# [Instructions for the task]
Gather every line below that contains the word "hand", and treat uppercase and lowercase as different letters.

Dataset rows
§ §

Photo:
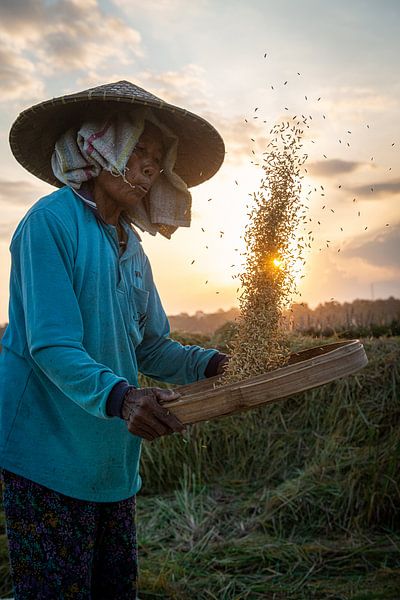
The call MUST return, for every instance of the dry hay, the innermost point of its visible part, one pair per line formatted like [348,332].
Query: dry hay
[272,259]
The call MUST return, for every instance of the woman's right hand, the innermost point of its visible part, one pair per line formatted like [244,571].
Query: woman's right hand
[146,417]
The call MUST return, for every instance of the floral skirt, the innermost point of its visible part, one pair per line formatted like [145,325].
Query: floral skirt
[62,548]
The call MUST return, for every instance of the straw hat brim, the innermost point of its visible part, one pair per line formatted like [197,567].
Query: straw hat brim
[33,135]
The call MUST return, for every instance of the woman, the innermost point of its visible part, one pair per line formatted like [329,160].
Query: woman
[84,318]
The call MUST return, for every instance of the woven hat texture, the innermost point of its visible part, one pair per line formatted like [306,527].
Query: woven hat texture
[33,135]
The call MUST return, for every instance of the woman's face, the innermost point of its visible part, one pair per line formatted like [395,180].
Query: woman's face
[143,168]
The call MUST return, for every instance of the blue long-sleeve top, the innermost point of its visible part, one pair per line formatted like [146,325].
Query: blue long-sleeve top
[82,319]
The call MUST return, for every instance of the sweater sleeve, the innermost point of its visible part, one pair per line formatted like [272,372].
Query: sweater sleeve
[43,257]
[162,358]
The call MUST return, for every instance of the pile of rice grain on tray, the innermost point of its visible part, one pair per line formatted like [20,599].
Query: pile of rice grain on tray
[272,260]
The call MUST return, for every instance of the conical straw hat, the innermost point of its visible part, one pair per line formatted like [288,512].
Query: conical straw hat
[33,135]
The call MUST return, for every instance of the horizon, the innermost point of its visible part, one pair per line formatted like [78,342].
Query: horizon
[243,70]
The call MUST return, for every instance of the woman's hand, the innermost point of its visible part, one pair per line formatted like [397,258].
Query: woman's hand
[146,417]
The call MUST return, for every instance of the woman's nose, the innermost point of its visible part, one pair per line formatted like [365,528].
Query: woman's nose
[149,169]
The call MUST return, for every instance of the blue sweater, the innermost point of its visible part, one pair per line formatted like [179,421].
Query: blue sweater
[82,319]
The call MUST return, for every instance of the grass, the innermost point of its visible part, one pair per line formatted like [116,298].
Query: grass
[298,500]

§ §

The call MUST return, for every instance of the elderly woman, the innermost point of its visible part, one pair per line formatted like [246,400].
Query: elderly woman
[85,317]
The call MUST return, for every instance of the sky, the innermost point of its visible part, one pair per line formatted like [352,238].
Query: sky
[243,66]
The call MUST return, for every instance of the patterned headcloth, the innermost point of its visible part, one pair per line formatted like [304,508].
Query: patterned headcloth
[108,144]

§ §

# [Output of the task]
The call MUST return, for every instance of the woman's right hand, the innermost point of its visible part, one pair per line formatted like [244,571].
Query: woman's right hand
The call MUST return, for every instance of the woman's hand, the innermost point of its visible part, one pair per line formatted like [397,258].
Query: woman's hand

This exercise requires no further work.